Repeat exactly the lines from the line containing "query | water reflection" to the last line of the listing, including both.

>>>>>

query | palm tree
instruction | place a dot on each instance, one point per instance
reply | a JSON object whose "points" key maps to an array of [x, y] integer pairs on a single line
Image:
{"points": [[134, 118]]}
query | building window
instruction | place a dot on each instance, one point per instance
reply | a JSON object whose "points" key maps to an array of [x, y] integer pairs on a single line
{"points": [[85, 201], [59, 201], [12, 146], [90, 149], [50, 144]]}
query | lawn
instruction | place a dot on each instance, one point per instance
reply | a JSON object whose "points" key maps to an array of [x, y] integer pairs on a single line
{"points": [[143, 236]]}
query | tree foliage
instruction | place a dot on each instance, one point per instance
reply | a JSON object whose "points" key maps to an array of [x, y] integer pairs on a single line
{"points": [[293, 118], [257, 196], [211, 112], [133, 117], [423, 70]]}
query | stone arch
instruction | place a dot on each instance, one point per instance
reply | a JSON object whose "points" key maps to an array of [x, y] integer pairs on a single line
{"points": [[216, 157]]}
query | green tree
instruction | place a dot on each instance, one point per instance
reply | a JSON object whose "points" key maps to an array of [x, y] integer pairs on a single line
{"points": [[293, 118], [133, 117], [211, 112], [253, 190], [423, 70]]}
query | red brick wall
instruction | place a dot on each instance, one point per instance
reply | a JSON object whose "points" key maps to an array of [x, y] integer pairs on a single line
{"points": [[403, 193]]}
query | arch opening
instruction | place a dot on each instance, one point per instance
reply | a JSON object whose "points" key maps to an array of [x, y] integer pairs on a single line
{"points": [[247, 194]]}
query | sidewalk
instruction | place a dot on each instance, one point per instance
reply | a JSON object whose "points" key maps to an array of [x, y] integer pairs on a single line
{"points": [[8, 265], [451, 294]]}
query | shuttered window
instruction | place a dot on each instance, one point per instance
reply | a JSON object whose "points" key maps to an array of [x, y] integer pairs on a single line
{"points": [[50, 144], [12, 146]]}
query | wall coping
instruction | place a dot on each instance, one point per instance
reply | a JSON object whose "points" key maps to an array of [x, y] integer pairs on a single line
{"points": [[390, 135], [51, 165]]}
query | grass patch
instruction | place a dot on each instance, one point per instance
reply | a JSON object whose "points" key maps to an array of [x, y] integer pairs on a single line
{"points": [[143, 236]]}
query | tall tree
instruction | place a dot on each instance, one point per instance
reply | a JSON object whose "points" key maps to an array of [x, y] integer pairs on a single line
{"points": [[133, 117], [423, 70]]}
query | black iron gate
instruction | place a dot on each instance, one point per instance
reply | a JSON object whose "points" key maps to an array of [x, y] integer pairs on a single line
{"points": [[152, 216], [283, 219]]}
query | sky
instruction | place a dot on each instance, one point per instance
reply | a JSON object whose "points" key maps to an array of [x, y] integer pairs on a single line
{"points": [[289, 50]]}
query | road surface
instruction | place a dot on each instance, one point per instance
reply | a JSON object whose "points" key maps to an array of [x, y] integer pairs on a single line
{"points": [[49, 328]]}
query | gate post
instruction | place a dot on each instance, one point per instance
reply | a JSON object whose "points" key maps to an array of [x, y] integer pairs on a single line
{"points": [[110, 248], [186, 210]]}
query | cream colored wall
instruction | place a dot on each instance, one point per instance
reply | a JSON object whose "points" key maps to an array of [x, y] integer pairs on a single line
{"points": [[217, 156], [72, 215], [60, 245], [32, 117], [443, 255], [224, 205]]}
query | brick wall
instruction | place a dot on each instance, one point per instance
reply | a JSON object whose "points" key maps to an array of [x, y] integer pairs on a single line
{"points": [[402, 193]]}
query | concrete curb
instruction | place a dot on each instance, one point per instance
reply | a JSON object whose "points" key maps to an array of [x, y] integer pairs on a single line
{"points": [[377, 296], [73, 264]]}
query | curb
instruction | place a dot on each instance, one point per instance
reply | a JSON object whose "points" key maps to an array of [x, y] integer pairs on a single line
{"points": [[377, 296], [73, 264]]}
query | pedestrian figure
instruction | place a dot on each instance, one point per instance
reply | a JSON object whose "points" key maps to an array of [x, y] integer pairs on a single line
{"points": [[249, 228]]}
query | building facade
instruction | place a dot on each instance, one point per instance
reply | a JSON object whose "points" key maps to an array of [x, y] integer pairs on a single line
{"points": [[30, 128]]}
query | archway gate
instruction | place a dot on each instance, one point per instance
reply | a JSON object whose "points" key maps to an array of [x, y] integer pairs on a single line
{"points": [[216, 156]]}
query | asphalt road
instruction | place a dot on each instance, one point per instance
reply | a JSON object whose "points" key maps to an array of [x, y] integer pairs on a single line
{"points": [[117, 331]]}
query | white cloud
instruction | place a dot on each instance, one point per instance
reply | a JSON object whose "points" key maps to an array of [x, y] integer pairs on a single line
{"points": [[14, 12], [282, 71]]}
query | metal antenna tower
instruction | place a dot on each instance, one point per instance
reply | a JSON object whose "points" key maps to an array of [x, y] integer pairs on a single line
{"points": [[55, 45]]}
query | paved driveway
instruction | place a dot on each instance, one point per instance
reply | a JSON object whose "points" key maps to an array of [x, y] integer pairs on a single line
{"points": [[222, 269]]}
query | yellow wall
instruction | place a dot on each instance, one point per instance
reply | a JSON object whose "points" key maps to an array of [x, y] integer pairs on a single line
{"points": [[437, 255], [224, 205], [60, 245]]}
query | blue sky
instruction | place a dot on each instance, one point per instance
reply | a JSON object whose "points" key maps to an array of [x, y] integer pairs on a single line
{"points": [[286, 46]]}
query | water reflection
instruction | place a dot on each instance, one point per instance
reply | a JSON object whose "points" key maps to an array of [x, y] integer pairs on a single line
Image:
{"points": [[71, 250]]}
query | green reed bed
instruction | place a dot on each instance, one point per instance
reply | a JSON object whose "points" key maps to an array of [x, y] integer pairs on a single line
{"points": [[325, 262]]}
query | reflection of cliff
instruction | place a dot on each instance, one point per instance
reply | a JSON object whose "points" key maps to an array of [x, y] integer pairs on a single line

<<<<<

→ Answer
query | water reflection
instruction | place a dot on each instance, one point per instance
reply | a JSON object whose "points" key maps to an array of [x, y] integer pairs on a single line
Image:
{"points": [[71, 250]]}
query | green reed bed
instruction | place a dot on each instance, one point per instance
reply | a JSON object whose "points" key maps to an array of [x, y] integer pairs on a single line
{"points": [[325, 262]]}
query | reflection of cliff
instruction | place a dot on each instance, one point per instance
reply | a JSON object whose "points" key maps to an array of [x, y] integer pairs on a single line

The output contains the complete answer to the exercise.